(Extract to read Opens)

Garlic-Sauteed Pea Leaves

Our hardy group of 8 adults and one wonderfully adventurous one-year-old managed to consume a delightful feast - which I might note worked out to about $13/per person. Wonton Gourmet is an affordable gastronomic adventure not to be missed!

Anyway, since we lunched at Wonton earlier than we usually do, we actually found ourselves hungry at dinner-time. And so, we dug into the goodies we'd acquired at the farmers' market and Tink Holl.

The centerpiece for the meal was the package of thick, round rice noodles called "banh bot loc". A little internet research revealed names such as "silver thread noodles" and even "mouse tail" noodles to describe this delicacy. In my mind's eye - I was seeing a fried noodle dish served sometimes at Dim Sum, which could incorporate our ramps, and our protein of choice.

So sorry - I completely forgot to introduce you to our protein of the week. Please, put your hands together for another amazing ham from our Breychak  Farms Berkshire Hog half:


Bob roasted this lovely on Friday.

(Extract to read Closes)
(Provided information Opens)

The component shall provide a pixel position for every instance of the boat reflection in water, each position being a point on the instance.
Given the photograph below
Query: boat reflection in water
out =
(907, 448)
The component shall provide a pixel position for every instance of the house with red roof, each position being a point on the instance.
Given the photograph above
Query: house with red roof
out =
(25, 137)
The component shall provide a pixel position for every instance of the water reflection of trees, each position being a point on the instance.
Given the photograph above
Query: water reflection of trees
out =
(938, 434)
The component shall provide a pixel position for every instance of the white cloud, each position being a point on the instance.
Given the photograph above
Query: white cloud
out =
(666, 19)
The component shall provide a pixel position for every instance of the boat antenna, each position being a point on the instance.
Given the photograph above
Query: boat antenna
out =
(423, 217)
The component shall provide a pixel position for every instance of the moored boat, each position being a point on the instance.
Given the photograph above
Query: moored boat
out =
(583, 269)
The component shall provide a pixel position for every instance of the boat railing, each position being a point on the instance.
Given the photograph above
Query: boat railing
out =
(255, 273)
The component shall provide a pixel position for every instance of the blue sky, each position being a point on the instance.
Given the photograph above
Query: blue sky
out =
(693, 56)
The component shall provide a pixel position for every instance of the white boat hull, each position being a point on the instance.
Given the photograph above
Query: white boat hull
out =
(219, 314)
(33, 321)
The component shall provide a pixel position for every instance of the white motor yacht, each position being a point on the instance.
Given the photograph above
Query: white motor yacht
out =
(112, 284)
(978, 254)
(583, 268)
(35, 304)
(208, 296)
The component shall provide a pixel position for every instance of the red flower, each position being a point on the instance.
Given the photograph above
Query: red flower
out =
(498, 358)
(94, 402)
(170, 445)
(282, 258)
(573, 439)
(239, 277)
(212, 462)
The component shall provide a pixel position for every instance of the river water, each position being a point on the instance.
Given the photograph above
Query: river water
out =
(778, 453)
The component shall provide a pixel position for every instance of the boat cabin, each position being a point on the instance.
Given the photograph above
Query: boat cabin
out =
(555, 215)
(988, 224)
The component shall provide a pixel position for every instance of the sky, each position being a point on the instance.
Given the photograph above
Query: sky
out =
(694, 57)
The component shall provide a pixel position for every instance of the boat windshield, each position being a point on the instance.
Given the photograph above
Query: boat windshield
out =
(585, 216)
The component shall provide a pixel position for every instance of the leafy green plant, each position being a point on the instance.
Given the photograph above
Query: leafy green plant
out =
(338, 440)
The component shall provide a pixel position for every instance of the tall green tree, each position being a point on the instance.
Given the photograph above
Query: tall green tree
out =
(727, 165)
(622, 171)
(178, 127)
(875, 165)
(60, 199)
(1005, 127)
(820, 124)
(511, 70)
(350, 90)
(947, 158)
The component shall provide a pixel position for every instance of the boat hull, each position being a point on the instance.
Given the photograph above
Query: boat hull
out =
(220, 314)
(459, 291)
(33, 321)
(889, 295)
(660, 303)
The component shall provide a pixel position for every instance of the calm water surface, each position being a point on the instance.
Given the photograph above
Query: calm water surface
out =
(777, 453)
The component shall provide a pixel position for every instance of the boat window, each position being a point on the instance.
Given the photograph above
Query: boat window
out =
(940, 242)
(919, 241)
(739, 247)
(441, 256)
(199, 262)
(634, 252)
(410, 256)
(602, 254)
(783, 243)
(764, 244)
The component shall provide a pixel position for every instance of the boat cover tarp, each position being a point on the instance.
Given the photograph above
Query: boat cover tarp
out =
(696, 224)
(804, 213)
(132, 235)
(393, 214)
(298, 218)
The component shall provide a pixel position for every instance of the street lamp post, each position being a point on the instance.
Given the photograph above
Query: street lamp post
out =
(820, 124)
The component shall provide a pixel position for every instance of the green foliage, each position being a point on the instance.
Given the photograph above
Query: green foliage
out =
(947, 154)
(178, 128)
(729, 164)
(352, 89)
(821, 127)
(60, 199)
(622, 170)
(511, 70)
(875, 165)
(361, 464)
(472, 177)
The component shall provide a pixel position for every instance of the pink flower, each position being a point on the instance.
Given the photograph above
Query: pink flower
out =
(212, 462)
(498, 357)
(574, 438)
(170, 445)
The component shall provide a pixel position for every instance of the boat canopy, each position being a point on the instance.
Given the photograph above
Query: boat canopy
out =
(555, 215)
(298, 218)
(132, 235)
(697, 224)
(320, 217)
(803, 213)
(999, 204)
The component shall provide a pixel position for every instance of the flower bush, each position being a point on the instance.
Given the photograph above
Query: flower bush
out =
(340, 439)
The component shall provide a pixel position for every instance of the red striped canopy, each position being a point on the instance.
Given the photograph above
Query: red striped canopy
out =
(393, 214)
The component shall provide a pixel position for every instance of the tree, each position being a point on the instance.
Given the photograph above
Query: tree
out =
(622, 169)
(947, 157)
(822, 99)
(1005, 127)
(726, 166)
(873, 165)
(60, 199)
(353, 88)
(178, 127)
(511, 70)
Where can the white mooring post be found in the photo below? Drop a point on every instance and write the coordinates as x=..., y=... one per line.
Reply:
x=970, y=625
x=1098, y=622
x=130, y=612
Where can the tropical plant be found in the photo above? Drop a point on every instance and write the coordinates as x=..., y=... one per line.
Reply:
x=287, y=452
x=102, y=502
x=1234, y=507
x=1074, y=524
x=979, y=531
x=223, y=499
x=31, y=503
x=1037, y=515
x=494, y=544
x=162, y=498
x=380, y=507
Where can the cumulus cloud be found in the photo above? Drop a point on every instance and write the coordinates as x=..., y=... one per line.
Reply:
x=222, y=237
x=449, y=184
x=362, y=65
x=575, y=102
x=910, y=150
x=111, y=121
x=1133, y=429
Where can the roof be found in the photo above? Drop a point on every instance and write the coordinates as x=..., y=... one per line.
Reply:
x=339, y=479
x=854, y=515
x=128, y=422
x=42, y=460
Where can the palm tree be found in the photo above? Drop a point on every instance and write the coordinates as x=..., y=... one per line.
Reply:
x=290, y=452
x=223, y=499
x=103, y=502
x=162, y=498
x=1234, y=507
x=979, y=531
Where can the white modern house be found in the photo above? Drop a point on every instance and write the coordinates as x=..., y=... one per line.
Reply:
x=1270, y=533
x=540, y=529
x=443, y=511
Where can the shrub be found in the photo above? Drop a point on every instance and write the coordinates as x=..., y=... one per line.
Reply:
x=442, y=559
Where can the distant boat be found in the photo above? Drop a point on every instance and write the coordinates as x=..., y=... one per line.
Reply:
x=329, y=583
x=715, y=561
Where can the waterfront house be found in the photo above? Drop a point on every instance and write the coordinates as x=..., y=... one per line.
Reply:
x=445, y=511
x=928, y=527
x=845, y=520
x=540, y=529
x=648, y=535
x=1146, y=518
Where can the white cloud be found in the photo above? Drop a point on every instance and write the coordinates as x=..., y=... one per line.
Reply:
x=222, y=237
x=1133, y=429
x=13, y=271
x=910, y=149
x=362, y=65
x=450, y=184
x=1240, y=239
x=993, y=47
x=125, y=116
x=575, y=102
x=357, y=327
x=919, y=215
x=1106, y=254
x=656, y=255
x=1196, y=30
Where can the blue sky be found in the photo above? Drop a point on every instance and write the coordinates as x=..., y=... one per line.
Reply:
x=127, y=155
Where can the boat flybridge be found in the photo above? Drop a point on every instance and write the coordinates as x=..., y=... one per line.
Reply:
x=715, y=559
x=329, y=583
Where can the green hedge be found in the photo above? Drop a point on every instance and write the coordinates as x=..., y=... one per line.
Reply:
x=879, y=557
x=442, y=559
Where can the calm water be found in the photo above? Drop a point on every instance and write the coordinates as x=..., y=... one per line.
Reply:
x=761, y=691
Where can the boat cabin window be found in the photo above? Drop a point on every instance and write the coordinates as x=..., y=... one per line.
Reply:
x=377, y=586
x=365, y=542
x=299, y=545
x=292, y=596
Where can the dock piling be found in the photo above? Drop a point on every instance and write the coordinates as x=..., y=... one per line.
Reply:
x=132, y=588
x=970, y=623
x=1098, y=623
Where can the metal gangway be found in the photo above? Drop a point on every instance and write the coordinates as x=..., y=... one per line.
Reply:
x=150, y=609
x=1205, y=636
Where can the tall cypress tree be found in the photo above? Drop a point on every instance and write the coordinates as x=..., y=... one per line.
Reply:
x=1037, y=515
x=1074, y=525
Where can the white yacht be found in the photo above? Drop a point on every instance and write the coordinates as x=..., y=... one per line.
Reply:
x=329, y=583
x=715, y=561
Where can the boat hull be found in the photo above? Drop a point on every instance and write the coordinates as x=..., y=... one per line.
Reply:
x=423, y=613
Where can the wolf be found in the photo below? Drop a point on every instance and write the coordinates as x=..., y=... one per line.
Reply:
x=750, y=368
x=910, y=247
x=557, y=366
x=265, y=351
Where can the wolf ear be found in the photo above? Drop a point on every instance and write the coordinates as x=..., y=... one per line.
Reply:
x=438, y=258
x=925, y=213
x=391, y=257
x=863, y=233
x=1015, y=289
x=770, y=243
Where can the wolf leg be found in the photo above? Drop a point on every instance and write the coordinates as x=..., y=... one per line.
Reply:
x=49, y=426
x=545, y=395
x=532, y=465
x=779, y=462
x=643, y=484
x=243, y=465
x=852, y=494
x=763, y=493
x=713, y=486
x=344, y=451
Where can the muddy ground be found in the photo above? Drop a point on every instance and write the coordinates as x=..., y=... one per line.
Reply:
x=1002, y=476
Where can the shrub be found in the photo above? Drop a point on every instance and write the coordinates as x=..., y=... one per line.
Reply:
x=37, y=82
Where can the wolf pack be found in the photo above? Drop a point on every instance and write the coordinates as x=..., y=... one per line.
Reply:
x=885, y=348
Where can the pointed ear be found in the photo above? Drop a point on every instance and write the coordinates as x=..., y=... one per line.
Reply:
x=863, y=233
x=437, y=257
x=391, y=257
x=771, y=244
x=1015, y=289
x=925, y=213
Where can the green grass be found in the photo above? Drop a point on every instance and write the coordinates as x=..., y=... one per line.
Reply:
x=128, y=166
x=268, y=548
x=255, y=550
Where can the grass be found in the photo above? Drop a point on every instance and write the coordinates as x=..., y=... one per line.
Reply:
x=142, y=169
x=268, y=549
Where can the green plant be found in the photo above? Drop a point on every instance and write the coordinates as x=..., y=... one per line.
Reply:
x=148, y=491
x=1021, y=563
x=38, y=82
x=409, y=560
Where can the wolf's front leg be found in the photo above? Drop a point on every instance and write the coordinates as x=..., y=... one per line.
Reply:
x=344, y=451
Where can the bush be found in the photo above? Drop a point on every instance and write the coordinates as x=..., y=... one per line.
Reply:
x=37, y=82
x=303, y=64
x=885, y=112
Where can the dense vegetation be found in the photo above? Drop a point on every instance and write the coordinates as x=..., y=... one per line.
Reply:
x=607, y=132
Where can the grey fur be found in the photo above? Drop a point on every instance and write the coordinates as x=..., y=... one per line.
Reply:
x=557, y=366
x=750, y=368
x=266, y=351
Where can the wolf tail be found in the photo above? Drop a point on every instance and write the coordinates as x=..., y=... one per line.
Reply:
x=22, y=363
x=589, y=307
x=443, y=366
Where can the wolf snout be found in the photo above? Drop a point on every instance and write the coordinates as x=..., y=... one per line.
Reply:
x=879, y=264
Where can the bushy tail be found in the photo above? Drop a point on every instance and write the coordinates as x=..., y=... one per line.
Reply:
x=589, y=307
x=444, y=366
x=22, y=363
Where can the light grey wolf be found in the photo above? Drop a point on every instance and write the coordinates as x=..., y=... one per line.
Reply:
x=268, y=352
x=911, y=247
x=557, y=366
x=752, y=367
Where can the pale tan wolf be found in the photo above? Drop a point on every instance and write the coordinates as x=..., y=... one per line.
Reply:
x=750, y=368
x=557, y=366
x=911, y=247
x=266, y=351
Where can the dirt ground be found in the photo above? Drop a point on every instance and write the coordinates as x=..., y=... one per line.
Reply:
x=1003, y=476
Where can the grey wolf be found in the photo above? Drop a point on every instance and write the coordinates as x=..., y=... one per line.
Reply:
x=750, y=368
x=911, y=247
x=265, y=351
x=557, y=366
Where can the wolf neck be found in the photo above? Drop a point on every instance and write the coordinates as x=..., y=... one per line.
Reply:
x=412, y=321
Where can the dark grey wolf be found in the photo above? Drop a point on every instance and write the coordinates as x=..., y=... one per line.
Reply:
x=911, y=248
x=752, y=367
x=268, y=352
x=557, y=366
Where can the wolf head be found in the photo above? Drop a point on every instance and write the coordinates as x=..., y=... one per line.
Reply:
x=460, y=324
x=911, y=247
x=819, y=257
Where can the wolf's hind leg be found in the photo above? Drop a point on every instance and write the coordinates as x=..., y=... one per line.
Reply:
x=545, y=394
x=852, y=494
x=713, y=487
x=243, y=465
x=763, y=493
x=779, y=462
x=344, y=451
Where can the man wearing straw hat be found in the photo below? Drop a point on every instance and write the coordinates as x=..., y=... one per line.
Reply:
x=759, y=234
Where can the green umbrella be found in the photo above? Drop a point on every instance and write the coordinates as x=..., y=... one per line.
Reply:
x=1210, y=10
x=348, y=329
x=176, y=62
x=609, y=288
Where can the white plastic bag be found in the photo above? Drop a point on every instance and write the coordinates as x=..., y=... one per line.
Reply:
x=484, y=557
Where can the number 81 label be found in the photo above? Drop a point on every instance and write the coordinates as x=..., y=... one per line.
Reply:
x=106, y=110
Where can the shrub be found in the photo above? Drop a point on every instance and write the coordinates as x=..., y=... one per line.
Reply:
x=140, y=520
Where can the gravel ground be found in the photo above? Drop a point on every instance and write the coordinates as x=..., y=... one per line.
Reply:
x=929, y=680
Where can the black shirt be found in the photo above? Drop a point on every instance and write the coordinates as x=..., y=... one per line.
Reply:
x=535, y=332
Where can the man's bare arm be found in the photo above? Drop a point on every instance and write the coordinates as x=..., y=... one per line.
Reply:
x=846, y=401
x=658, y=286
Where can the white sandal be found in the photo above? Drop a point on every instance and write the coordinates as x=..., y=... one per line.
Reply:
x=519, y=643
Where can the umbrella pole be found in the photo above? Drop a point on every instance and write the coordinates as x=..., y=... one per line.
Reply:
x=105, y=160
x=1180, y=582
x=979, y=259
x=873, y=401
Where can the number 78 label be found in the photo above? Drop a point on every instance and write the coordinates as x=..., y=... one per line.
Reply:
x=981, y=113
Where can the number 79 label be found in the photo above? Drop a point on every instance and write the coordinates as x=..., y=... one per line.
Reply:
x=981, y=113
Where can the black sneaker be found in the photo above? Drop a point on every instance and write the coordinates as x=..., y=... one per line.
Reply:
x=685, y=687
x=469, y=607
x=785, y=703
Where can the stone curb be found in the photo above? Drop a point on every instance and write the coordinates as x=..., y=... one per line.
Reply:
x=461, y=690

(Provided information Closes)

● **Set of tasks**:
(a) In the blog excerpt, copy the passage from "Garlic-Sauteed Pea Leaves" to "protein of choice.".
(b) Answer these questions from the blog excerpt:
(i) About how much per person did the feast work out to?
(ii) What name is given for the package of thick, round rice noodles?
(iii) On what day did Bob roast the ham?
(c) Does the blog excerpt support each statement? Answer yes or no, and quote the words that decide it.
(i) The group included a one-year-old.
(ii) The group ate lunch at Wonton later than usual.
(iii) The ham came from Breychak Farms.

● **Your written answers**:
(a)
Garlic-Sauteed Pea Leaves

Our hardy group of 8 adults and one wonderfully adventurous one-year-old managed to consume a delightful feast - which I might note worked out to about $13/per person. Wonton Gourmet is an affordable gastronomic adventure not to be missed!

Anyway, since we lunched at Wonton earlier than we usually do, we actually found ourselves hungry at dinner-time. And so, we dug into the goodies we'd acquired at the farmers' market and Tink Holl.

The centerpiece for the meal was the package of thick, round rice noodles called "banh bot loc". A little internet research revealed names such as "silver thread noodles" and even "mouse tail" noodles to describe this delicacy. In my mind's eye - I was seeing a fried noodle dish served sometimes at Dim Sum, which could incorporate our ramps, and our protein of choice.

(b)
(i) About $13 per person.
(ii) "banh bot loc"
(iii) Friday.

(c)
(i) Yes: "one wonderfully adventurous one-year-old"
(ii) No: "we lunched at Wonton earlier than we usually do"
(iii) Yes: "another amazing ham from our Breychak"